Task to complete:
Can you pull out everything from "Visual design is" down to "will notice it." in the article on online course design, copied word for word?

How to master the visual design of your online course - Part 1

Your online course is not only about e-learning. The connection between you and your students is also extremely important. This is a great way to distinguish yourself as a teacher and to position your teaching style accordingly. Think about your course as a brand. What feelings do you want to evoke after it is over? Do you want to boost the learning potential of your students? If so, then you should pay close attention to the visual design tips that follow.

Consider your audience

Before you start creating your brilliant online course, you need to understand to whom you will be talking. High quality visual design plays a major role in learning. Effective graphics are known to provide a better learning experience and usually help students to understand and grasp knowledge easier.

Visual design is not just about being fancy and fun. Your educational task as an online teacher is to steer the attention of your students and to create a positive learning process, even though not everyone will notice it.

Think about your audience and make sure that you choose appropriate visuals for their age, nationality, and learning style. Be aware of the subject matter – some subjects will need more infographics and others will benefit more from GIFs or video content.

If possible, try and step outside of the box as you think about your audience and the visual design of your course. Once you have an answer to the questions of why you need visuals and who your audience is, the sky is the limit. Experiment with formats or contents and then test them out. You will quickly receive priceless feedback from your online students and then you can spend more time on those graphics that give the best results, whether they are emotional boosters, unusual points of view, before-and-after photographs, or behind-the-scenes visuals.

Step-by-step guide

Think about your content

Your graphic content should support your course content. Choose images that add value and increase understanding among your students. Think about the visual and textual parts as a whole. All of the little elements of each individual item should be relevant to the others. Do not consider your graphics as simply decoration; instead, try to guide the learners through the material with the help of your visuals. Your course can only be as effective as the content and imagery are coherent.

Dataset rows:

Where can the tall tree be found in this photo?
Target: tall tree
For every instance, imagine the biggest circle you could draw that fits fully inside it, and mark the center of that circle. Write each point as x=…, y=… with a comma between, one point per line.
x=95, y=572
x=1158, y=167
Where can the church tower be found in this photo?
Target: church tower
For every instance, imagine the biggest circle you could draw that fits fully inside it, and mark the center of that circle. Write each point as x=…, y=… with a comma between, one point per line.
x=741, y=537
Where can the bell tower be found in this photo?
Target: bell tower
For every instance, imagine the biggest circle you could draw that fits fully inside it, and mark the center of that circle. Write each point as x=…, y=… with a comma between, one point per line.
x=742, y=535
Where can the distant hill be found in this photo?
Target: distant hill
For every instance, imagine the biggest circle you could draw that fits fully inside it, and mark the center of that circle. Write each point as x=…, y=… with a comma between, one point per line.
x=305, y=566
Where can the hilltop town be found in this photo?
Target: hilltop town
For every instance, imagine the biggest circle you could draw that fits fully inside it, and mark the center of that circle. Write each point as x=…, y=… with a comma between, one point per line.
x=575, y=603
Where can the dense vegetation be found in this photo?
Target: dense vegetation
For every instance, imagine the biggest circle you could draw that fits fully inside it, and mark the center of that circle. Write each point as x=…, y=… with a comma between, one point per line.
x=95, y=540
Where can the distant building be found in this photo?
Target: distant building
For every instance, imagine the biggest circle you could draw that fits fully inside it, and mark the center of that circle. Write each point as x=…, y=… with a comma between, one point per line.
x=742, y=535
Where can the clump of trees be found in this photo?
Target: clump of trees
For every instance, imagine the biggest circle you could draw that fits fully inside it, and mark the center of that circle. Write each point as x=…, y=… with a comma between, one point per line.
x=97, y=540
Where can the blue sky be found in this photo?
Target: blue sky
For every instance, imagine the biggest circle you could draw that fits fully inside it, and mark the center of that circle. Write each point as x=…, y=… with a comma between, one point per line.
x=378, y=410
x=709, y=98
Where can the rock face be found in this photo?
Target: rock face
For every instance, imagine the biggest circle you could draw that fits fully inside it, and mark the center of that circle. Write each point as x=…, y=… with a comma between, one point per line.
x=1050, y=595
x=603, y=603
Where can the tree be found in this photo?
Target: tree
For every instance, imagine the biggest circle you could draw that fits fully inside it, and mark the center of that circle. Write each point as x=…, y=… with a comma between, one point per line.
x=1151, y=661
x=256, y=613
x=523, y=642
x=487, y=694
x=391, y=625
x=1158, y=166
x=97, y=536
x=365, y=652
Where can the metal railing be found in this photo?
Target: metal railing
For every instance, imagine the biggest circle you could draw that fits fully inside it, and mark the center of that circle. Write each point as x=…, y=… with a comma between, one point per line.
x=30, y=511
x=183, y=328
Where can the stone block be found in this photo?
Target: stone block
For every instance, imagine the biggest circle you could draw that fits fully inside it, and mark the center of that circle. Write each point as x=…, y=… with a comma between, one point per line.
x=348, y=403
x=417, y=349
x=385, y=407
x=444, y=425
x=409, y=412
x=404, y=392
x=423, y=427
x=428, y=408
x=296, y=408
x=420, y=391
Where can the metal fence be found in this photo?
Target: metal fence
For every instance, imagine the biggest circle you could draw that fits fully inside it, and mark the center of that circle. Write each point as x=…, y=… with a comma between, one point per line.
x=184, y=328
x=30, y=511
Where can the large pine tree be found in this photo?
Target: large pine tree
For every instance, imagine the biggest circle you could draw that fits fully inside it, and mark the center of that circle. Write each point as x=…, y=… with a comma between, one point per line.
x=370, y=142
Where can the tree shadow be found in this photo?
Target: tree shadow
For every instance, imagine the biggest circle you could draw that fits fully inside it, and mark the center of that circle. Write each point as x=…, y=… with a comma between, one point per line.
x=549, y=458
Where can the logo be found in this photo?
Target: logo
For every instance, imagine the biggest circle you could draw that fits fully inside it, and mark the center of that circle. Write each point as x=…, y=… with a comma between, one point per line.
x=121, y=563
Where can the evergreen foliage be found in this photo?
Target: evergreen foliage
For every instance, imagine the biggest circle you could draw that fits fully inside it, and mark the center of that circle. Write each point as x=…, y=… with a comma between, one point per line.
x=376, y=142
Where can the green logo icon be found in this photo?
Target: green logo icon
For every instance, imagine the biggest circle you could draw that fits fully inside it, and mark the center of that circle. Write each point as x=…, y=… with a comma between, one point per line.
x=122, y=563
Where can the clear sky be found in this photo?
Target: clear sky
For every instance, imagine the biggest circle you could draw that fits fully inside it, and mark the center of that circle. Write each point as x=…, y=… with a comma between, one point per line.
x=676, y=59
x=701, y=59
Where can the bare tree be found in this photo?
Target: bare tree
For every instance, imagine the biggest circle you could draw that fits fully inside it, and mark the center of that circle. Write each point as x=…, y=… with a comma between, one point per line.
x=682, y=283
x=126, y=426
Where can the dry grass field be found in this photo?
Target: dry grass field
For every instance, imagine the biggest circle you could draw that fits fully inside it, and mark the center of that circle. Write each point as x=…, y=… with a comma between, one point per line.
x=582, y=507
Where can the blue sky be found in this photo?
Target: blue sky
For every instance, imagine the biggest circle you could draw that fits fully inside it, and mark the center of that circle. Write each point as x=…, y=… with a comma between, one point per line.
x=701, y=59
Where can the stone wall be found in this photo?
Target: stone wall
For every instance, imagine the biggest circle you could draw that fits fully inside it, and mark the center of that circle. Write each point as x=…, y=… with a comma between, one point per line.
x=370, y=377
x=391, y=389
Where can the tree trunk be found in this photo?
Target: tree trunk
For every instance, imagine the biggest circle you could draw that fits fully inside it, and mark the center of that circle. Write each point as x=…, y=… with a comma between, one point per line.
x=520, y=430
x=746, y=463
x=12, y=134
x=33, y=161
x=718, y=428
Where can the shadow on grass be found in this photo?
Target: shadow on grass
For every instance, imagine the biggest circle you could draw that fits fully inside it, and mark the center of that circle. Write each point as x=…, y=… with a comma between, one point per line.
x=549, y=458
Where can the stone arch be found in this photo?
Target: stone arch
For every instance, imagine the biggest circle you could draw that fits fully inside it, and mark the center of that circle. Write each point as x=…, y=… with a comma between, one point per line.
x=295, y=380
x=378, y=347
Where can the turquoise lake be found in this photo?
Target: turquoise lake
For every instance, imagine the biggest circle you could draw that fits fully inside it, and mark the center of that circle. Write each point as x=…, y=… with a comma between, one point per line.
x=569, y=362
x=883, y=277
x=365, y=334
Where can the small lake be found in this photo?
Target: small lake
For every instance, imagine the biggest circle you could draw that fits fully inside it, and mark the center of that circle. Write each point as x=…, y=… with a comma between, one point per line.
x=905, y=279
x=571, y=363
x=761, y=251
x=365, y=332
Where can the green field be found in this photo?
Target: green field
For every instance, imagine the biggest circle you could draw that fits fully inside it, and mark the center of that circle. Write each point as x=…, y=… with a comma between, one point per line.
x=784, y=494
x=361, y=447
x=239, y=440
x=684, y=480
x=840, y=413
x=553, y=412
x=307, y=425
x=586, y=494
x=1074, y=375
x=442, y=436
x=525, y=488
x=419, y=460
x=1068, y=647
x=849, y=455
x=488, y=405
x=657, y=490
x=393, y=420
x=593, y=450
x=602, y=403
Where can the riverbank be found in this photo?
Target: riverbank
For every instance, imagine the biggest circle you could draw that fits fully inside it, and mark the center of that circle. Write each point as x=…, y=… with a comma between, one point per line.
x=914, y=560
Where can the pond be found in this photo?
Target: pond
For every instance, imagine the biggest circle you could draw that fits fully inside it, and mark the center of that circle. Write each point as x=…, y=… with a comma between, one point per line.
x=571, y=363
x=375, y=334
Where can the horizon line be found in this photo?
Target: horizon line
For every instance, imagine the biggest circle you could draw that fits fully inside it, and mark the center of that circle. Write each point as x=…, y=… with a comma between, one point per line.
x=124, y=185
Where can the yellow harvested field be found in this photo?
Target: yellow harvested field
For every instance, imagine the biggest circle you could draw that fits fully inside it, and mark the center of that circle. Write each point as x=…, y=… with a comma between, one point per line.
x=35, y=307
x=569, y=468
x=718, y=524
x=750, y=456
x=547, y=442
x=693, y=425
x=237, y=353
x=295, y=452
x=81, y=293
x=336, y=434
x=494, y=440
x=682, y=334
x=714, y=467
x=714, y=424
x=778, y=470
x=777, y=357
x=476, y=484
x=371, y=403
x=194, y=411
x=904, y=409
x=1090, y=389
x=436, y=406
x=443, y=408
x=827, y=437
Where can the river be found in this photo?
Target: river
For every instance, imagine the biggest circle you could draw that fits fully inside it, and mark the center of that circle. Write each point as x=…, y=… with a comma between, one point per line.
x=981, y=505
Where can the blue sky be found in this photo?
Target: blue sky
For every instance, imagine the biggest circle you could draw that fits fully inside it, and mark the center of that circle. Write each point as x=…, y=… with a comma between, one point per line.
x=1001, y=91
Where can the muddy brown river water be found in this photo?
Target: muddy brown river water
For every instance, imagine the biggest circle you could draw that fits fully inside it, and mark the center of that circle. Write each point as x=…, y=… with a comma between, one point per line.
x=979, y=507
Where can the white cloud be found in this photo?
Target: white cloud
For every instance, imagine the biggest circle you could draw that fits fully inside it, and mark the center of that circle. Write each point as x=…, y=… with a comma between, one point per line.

Output of the exercise:
Visual design is not just about being fancy and fun. Your educational task as an online teacher is to steer the attention of your students and to create a positive learning process, even though not everyone will notice it.